--- Begin Records supplied ---

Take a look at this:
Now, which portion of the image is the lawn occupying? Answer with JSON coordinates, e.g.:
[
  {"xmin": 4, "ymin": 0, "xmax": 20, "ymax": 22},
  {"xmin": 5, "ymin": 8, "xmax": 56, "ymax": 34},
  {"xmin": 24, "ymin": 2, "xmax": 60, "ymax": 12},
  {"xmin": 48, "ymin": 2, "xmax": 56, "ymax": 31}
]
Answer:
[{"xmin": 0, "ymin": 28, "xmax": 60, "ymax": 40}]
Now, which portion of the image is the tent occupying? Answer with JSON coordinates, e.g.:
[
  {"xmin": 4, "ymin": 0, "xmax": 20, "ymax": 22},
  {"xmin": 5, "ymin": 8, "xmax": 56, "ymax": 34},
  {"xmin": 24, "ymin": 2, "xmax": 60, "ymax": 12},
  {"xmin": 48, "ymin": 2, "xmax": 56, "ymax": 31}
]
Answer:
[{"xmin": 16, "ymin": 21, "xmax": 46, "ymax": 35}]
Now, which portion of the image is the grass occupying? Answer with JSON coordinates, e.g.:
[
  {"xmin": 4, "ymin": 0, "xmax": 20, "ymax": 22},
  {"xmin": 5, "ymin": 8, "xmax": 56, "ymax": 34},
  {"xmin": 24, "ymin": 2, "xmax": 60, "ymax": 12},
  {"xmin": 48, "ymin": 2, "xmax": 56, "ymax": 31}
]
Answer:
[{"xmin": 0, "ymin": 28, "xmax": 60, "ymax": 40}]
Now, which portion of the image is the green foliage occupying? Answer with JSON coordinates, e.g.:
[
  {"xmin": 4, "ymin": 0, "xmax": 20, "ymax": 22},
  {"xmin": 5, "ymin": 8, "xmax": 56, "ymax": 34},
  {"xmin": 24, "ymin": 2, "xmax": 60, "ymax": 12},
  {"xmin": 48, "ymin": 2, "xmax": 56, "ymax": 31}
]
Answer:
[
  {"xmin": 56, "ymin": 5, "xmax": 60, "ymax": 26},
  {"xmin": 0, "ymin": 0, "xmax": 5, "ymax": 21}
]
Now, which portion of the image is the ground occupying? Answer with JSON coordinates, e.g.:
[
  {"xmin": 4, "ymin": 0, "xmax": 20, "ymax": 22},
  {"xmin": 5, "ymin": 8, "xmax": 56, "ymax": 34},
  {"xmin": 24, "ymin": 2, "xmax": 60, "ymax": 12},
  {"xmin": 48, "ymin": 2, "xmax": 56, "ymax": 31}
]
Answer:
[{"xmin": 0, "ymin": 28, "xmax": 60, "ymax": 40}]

--- End Records supplied ---

__Directive__
Can you edit everything from the line containing "Now, which portion of the image is the ground" down to the end of the rows, changing "occupying" to "covering" and leaving all else as it is? Return only those lines.

__Solution to this task__
Now, which portion of the image is the ground covering? Answer with JSON coordinates, e.g.:
[
  {"xmin": 4, "ymin": 0, "xmax": 20, "ymax": 22},
  {"xmin": 5, "ymin": 8, "xmax": 56, "ymax": 34},
  {"xmin": 24, "ymin": 2, "xmax": 60, "ymax": 12},
  {"xmin": 48, "ymin": 2, "xmax": 56, "ymax": 31}
]
Answer:
[{"xmin": 0, "ymin": 28, "xmax": 60, "ymax": 40}]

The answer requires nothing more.